:: GIVEN PASSAGE ::
+++++
Recombinant human parathyroid hormone: For the treatment of chronic hypoparathyroidism and certain genetic diseases related to low PTH levels, recombinant human parathyroid hormone has been approved by the FDA, but its use is limited by cost and availability. There are also concerns for long-term adverse effects such as bone pain and iatrogenic hyperparathyroidism.[32] Other parathyroid hormone preparations are in development and are expected to be approved for treating chronic hypocalcemia due to hypoparathyroidism.[5][33] Disease-specific treatment Postsurgical hypoparathyroidism: Most patients will develop hypocalcemia after thyroidectomy or parathyroidectomy due to hypoparathyroidism, which is usually transient. Prophylactic treatment with calcium after surgery is sometimes recommended. This usually prevents severe symptomatic hypocalcemia.[34] Calcium levels should be monitored closely after surgery, and replacement calcium should be tapered off as indicated. Hypomagnesemia: Serum magnesium should be corrected before correcting hypocalcemia. Vitamin D deficiency: Hypocalcemia due to vitamin D deficiency cannot be corrected unless vitamin D is repleted first.[35] CKD: Hypocalcemia in CKD is usually a result of vitamin D deficiency. This is usually corrected by activated vitamin D (calcitriol). Patients with significant vitamin D deficiency should be given ergocalciferol 50,000 units weekly for 8 to 12 weeks, followed by cholecalciferol at lower doses of 1000 to 5000 units daily. Patients with a history of nephrolithiasis should be counseled about the increased risk of nephrolithiasis and methods to decrease this risk (eg, increasing water consumption, lowering sodium and animal protein in the diet).
+++++
:: THE PROBLEM ::
Copy out the passage above on treating hypocalcemia, word for word and in full.
+++++
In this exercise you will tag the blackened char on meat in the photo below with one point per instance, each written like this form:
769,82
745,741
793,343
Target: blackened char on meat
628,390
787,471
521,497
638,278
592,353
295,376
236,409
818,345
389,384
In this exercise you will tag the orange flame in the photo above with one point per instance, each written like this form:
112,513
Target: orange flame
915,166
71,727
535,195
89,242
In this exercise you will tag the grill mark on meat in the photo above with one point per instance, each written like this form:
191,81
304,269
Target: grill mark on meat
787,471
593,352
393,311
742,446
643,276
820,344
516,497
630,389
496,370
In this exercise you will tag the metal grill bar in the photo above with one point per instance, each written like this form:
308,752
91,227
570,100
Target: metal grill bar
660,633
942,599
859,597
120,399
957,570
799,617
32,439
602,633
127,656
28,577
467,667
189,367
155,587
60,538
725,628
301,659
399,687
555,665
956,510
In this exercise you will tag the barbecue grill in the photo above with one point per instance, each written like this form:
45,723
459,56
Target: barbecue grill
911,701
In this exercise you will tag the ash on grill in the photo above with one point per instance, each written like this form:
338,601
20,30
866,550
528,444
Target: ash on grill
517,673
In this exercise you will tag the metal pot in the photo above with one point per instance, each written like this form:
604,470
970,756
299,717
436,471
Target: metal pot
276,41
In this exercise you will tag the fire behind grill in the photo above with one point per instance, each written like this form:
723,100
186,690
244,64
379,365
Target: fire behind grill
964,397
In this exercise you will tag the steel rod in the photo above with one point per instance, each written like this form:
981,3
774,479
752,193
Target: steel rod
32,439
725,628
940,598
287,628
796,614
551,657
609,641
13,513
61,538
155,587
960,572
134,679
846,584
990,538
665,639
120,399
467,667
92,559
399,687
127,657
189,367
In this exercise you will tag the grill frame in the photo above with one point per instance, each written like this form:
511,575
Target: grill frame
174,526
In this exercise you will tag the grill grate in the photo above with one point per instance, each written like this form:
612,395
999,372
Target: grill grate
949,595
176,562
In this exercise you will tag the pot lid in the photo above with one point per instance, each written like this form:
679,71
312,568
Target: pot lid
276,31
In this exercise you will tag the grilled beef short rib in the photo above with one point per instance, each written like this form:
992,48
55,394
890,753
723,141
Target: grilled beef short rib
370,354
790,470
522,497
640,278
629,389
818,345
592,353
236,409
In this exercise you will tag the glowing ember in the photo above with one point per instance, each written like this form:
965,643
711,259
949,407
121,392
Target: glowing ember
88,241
+++++
:: THE ANSWER ::
Recombinant human parathyroid hormone: For the treatment of chronic hypoparathyroidism and certain genetic diseases related to low PTH levels, recombinant human parathyroid hormone has been approved by the FDA, but its use is limited by cost and availability. There are also concerns for long-term adverse effects such as bone pain and iatrogenic hyperparathyroidism.[32] Other parathyroid hormone preparations are in development and are expected to be approved for treating chronic hypocalcemia due to hypoparathyroidism.[5][33] Disease-specific treatment Postsurgical hypoparathyroidism: Most patients will develop hypocalcemia after thyroidectomy or parathyroidectomy due to hypoparathyroidism, which is usually transient. Prophylactic treatment with calcium after surgery is sometimes recommended. This usually prevents severe symptomatic hypocalcemia.[34] Calcium levels should be monitored closely after surgery, and replacement calcium should be tapered off as indicated. Hypomagnesemia: Serum magnesium should be corrected before correcting hypocalcemia. Vitamin D deficiency: Hypocalcemia due to vitamin D deficiency cannot be corrected unless vitamin D is repleted first.[35] CKD: Hypocalcemia in CKD is usually a result of vitamin D deficiency. This is usually corrected by activated vitamin D (calcitriol). Patients with significant vitamin D deficiency should be given ergocalciferol 50,000 units weekly for 8 to 12 weeks, followed by cholecalciferol at lower doses of 1000 to 5000 units daily. Patients with a history of nephrolithiasis should be counseled about the increased risk of nephrolithiasis and methods to decrease this risk (eg, increasing water consumption, lowering sodium and animal protein in the diet).